LIST OF TASKS ::
a: In the Leo Amino exhibition announcement, who curated The Visible and the Invisible?
b: Extend the Leo Amino exhibition announcement by writing the passage that would follow its final sentence.

EXCERPTED TEXT ::
Leo Amino with Jacob Lawrence (far left), Josef and Anni Albers (far right) and faculty, Black Mountain College, 1946
Leo Amino with Jacob Lawrence (far left), Josef and Anni Albers (far right) and faculty, Black Mountain College, 1946
David Zwirner is pleased to present The Visible and the Invisible, an exhibition of work by the Japanese American sculptor Leo Amino (1911–1989) curated by Genji Amino, director of the Leo Amino Estate. On view at the 537 West 20th Street location in New York, the exhibition will feature a range of the artist’s work from the 1940s to the 1980s, including previously unseen sculptures and works on paper from the artist’s estate.

INFORMATION GIVEN ::

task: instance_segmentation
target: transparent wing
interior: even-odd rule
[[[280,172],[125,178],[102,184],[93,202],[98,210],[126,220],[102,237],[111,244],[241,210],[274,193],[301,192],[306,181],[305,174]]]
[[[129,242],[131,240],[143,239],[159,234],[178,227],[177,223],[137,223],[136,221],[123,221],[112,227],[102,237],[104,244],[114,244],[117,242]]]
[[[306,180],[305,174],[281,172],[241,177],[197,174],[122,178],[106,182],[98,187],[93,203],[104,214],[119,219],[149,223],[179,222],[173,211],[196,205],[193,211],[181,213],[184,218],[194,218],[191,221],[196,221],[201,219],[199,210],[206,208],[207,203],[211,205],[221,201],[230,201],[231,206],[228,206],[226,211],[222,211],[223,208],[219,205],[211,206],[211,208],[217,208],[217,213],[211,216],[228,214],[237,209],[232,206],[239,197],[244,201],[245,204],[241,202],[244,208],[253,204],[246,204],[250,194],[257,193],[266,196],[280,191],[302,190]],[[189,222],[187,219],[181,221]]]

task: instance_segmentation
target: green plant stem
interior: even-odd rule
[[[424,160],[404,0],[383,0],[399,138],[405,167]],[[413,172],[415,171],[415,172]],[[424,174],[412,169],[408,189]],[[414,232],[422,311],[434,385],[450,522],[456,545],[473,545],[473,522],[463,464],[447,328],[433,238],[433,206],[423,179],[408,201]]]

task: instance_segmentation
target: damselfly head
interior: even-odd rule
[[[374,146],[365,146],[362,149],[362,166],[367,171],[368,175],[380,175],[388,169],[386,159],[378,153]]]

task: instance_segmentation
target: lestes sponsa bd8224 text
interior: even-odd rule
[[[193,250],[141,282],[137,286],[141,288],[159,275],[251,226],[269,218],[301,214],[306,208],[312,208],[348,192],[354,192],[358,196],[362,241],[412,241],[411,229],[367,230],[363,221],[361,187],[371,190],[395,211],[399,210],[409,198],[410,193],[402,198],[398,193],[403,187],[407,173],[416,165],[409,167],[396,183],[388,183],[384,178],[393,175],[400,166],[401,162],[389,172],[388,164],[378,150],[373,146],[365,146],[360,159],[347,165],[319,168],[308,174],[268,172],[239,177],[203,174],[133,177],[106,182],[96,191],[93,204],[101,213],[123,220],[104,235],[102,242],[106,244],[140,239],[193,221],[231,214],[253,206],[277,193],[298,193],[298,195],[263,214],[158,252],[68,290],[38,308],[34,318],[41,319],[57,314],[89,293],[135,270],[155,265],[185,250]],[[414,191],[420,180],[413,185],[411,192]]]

WRITTEN ANSWERS ::
a: Genji Amino, director of the Leo Amino Estate, curated the exhibition.

b:
Born in Taiwan under the auspices of Japanese colonial rule and educated in Tokyo, Amino immigrated to the United States as a young man in 1929. During the second Sino-Japanese and World Wars, Amino became disillusioned with both Japanese and American nationalist traditions, seeing the provincialism and conformity they encouraged as anathema to the spirit of modernity. Amino shared a resolutely anti-conformist and anti-traditionalist philosophy with the exiles and refugees of the Bauhaus. Like fellow experimentalists of his generation Josef Albers and Ad Reinhardt, Amino was initially recognized by the cooperative Artists’s Gallery, where he received his first solo exhibition in 1940.
After several one-man shows in New York, Amino was invited by Albers to join the faculty of Black Mountain College in the summer of 1946, two years after the college’s integration, where he taught alongside the Albserses, Jacob Lawrence, and Walter Gropius, and informed the education of students Ruth Asawa, Kenneth Noland, and Harry Seidler, among others. The college’s experimental approach to media, embodied in Anni Albers’s notion of “work with material,” spoke to Amino’s vision for a modern sculpture in which aesthetic and technical experiments were inseparable. He is one of three faculty of color to teach at Black Mountain during the history of the Summer Arts Sessions.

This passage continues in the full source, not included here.